TESTO ESTRATTO ->
--------

P. Manuel João, comboniano
Riflessione domenicale
dalla bocca della mia balena, la sla
La nostra croce è il pulpito della Parola

Anno A – 22a Domenica del Tempo Ordinario
Matteo 16,21-27: Se qualcuno vuole venire dietro a me…

Il vangelo di questa XXII domenica è la continuazione di quello di domenica scorsa, avendo Pietro come protagonista. Ci presenta il primo dei tre annunci della passione, morte e risurrezione di Gesù ed è un concentrato della seconda parte del vangelo.

1. Un dittico inquietante!

Si potrebbe dire che i due brani, quello di oggi e quello di domenica scorsa, formano un dittico insolito: da una parte, una icona luminosa con un San Pietro entusiasta, ispirato, che proclama Gesù il Messia ed è dichiarato beato da Gesù e stabilito quale pietra di fondazione della Chiesa; dall’altra, una icona grigia con un San Pietro scandalizzato dalle parole di Gesù, che rimprovera il Maestro e che, a sua volta, viene sgridato da Gesù e dichiarato satana e pietra d’inciampo. Difficile immaginare un contrasto più netto! Esso è, tuttavia, un perfetto specchio della nostra realtà!

2. Un nuovo inizio!

Gesù cominciò a spiegare ai suoi discepoli che doveva andare a Gerusalemme e soffrire molto da parte degli anziani, dei capi dei sacerdoti e degli scribi, e venire ucciso e risorgere il terzo giorno”.

--------

DATI DISPONIBILI ->
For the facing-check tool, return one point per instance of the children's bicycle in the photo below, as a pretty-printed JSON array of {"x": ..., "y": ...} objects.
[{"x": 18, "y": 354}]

--------

LAVORO RICHIESTO ->
a) Riscrivi la riflessione domenicale tra "Anno A – 22a" e "Un dittico inquietante!", estremi compresi, mettendo "Simone" al posto di "Pietro".
b) Prosegui la riflessione domenicale sul vangelo di Matteo dal punto in cui si ferma.
Il materiale non ha nessun ruolo in questo lavoro.

RISULTATI ->
a)
Anno A – 22a Domenica del Tempo Ordinario
Matteo 16,21-27: Se qualcuno vuole venire dietro a me…

Il vangelo di questa XXII domenica è la continuazione di quello di domenica scorsa, avendo Simone come protagonista. Ci presenta il primo dei tre annunci della passione, morte e risurrezione di Gesù ed è un concentrato della seconda parte del vangelo.

1. Un dittico inquietante!

b)
Cominciò: si tratta di un nuovo inizio. E qui troviamo un vero spartiacque nei tre primi vangeli. Da oggi in poi si cambia di rotta e di discorso. “Ognuno di noi ha qualcosa a cominciare” (Emmanel Levinas). La vita non è mai un continuum. Il problema è discernere quando è il momento di cambiare passo o di cominciare qualcosa di nuovo. Ebbene, dopo l’indagine di domenica scorsa, Gesù decide di “cominciare a spiegare”.

Cosa deve spiegare? “Che doveva andare a Gerusalemme e soffrire molto”. Perché “doveva”? potremmo domandarci. Era per caso “la volontà di Dio”?! Parliamo tanto di “fare la volontà di Dio” e lui viene, invece, a sottomettersi alla nostra! Forse sbaglio, ma parliamo troppo della volontà di Dio, associandola spesso al male, alla sofferenza, all’ingiustizia, da subire ed accettare, piuttosto che associarla al bene, alla giustizia, all’amore, da desiderare e cercare! E così rischiamo di maltrattarla, deturpandola.
Gesù doveva andare a Gerusalemme, “la città che uccide i profeti”, perché aveva deciso di andare fino in fondo nella sua solidarietà totale con la nostra umanità! Si tratta del dovere dell’amore!

In conclusione, Gesù vuole spiegare che lui non è il genere di Messia che tutti si attendono: un messia-re che dovrebbe “ristorare il regno di Israele” (Atti 1,6); un messia-giudice che dovrebbe giudicare gli empi (Matteo 3,12). Il suo messianismo è quello del Servitore sofferente profetizzato da Isaia 53, giudicato e condannato dalle autorità politiche e religiose. Ecco perché questo annuncio semina lo scompiglio tra i suoi discepoli. E tra noi pure, ammettiamolo! Da qui la reazione di Pietro a nome dei discepoli e a nome nostro!

3. Chi ci abita: Dio o satana?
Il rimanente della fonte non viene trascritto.